Excerpts of pointing data:
.....

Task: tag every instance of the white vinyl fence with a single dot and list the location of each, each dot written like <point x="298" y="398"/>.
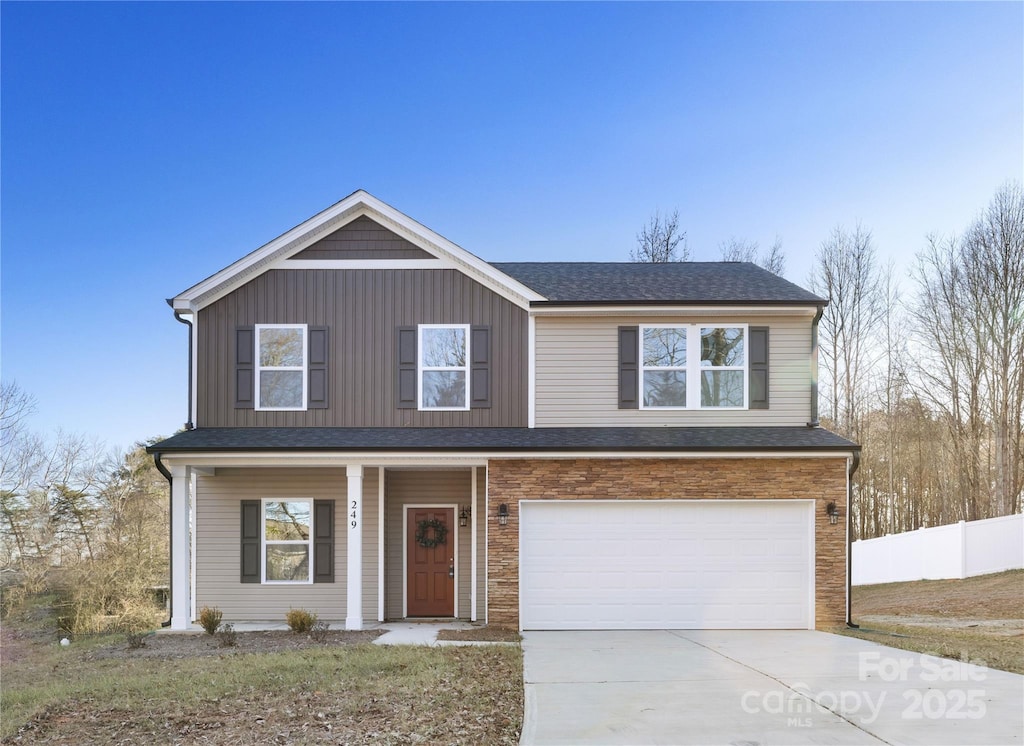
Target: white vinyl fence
<point x="958" y="551"/>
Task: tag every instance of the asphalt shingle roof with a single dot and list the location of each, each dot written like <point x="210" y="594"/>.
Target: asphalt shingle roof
<point x="711" y="282"/>
<point x="442" y="440"/>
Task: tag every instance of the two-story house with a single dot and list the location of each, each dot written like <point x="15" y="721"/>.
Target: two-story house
<point x="387" y="427"/>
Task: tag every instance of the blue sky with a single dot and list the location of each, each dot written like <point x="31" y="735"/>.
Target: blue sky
<point x="145" y="146"/>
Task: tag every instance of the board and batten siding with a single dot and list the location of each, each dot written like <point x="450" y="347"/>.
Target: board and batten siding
<point x="217" y="549"/>
<point x="577" y="375"/>
<point x="363" y="309"/>
<point x="407" y="487"/>
<point x="363" y="238"/>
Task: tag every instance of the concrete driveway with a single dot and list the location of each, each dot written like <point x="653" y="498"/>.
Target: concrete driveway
<point x="757" y="689"/>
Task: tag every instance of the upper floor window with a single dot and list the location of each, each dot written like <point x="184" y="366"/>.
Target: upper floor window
<point x="281" y="366"/>
<point x="723" y="366"/>
<point x="443" y="366"/>
<point x="693" y="366"/>
<point x="664" y="362"/>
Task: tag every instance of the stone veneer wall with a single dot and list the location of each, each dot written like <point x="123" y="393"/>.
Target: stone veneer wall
<point x="820" y="479"/>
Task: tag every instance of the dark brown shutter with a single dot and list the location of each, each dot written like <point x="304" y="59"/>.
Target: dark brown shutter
<point x="479" y="367"/>
<point x="323" y="541"/>
<point x="758" y="363"/>
<point x="629" y="367"/>
<point x="317" y="366"/>
<point x="406" y="369"/>
<point x="251" y="539"/>
<point x="245" y="370"/>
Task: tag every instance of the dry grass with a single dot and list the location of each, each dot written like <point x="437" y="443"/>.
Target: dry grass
<point x="484" y="634"/>
<point x="977" y="619"/>
<point x="340" y="691"/>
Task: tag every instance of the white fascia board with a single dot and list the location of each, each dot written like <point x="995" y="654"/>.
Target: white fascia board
<point x="356" y="205"/>
<point x="665" y="310"/>
<point x="390" y="458"/>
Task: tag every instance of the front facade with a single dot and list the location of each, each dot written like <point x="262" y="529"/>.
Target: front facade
<point x="382" y="426"/>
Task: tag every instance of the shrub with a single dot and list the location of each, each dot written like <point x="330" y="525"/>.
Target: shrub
<point x="318" y="631"/>
<point x="227" y="637"/>
<point x="209" y="619"/>
<point x="300" y="620"/>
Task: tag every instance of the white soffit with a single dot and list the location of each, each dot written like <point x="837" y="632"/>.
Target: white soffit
<point x="275" y="253"/>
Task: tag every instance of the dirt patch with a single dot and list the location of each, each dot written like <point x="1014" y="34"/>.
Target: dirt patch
<point x="481" y="634"/>
<point x="1008" y="627"/>
<point x="192" y="646"/>
<point x="974" y="619"/>
<point x="999" y="596"/>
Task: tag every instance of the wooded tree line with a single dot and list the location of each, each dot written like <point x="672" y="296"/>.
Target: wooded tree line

.....

### WHAT YOU NEED TO DO
Edit the listing above so that every "dark brown shutter" becomes "black shutter", keeping everything else the same. Reproduce the whole listing without the pictures.

### PROBLEM SOLUTION
Task: tag every instance of the white vinyl fence with a single dot and list the location of each, each dot written like <point x="298" y="398"/>.
Target: white vinyl fence
<point x="958" y="551"/>
Task: tag every instance of the asphalt shingle roof with a single dot and list the location of each, each dot written like <point x="210" y="594"/>.
Target: asphalt shingle roof
<point x="711" y="282"/>
<point x="442" y="440"/>
Task: tag every instance of the two-story house with a single dot and list the location of each, each dot written like <point x="15" y="721"/>.
Target: two-story house
<point x="387" y="427"/>
Task: tag every instance of the blue sky with a single dot and list the location of each, each dot written like <point x="31" y="735"/>.
Target: blue sky
<point x="145" y="146"/>
Task: tag every instance of the board and batten siding with a single dot and list the location of each, each dot written like <point x="450" y="347"/>.
Target: board and batten siding
<point x="217" y="549"/>
<point x="577" y="375"/>
<point x="363" y="309"/>
<point x="407" y="487"/>
<point x="363" y="238"/>
Task: tag every instance of the concrete driveway with a single dot and list the location of each, each dot written like <point x="653" y="498"/>.
Target: concrete driveway
<point x="757" y="689"/>
Task: tag every instance of the upper floor window with a single dot and list the location of each, each dot written like <point x="184" y="366"/>.
Target: upper floor window
<point x="281" y="366"/>
<point x="723" y="366"/>
<point x="443" y="366"/>
<point x="693" y="366"/>
<point x="664" y="362"/>
Task: tag every instance of the stone veneer wall with a single dot and list the location of each, each dot written like <point x="123" y="393"/>.
Target: stone veneer wall
<point x="820" y="479"/>
Task: tag every instance of the black shutter with a single dot and list the location of each, each dot written like <point x="304" y="59"/>.
Target: black shutter
<point x="479" y="367"/>
<point x="323" y="541"/>
<point x="758" y="363"/>
<point x="629" y="367"/>
<point x="317" y="366"/>
<point x="406" y="369"/>
<point x="251" y="539"/>
<point x="245" y="370"/>
Task: tag every instance of the dry grass with a single dot and list the location of each, each dot written like <point x="437" y="443"/>.
Target: dry grass
<point x="484" y="634"/>
<point x="977" y="619"/>
<point x="340" y="691"/>
Task: tag every instance of the white fascia board with a single dot and list the location of each, each dot written like <point x="995" y="654"/>.
Target: white fascia board
<point x="356" y="205"/>
<point x="665" y="310"/>
<point x="390" y="458"/>
Task: tag every instance of the front facade with a single dot and list the location of each, each dot written like <point x="262" y="529"/>.
Target: front facade
<point x="382" y="426"/>
Task: tag every instance of the shrub with a single dot and list the location of each, each dot written like <point x="330" y="525"/>.
Target: shrub
<point x="318" y="631"/>
<point x="227" y="637"/>
<point x="209" y="619"/>
<point x="300" y="620"/>
Task: tag every instance of the white soffit with a single dot and list the location of each, each dot written like <point x="837" y="632"/>.
Target: white soffit
<point x="275" y="253"/>
Task: tag every instance of the dirt patch with a single dot and list the location of each, each dot written like <point x="1014" y="34"/>.
Target: dirt patch
<point x="481" y="634"/>
<point x="1008" y="627"/>
<point x="192" y="646"/>
<point x="974" y="619"/>
<point x="999" y="596"/>
Task: tag every instance of the wooded tree line with a single dot and list the location of each, each dot written like <point x="672" y="296"/>.
Target: wooded tree line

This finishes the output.